### Task brief:
Reproduce each of the following items word for word, keeping every character and punctuation mark unchanged.

★ ★ ★ ★ ★

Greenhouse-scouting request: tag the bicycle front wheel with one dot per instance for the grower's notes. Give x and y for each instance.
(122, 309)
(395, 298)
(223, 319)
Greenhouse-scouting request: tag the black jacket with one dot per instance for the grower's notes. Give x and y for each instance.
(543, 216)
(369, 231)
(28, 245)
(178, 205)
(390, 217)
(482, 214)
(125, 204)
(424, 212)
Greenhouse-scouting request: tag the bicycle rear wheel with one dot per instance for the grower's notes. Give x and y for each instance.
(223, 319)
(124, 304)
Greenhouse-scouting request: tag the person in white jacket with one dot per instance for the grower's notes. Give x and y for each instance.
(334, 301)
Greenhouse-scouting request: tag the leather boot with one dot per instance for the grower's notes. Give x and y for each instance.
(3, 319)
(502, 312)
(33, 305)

★ ★ ★ ★ ★

### Exercise response:
Greenhouse-scouting request: tag the bicycle front wheel with one dot per instance for the grower's notes. Give x and y for each instance.
(122, 309)
(395, 298)
(223, 319)
Greenhouse-scouting request: tag the black jacket with one dot per instance for the grower's notes. Give x and y for each instance.
(543, 216)
(369, 231)
(28, 245)
(178, 205)
(390, 217)
(482, 214)
(125, 204)
(424, 212)
Greenhouse-scouting request: tag the bicycle rear wheel with one dot per instance for the grower's notes. Give x and y for each instance.
(223, 319)
(124, 304)
Greenhouse-scouting request: tag the person in white jacket with one dot per instance for the grower's notes. Give x and y for each instance.
(334, 301)
Greenhouse-scouting request: tag the leather boot with one dot per instance for the grower's notes. Give x and y for each instance.
(3, 319)
(502, 312)
(33, 305)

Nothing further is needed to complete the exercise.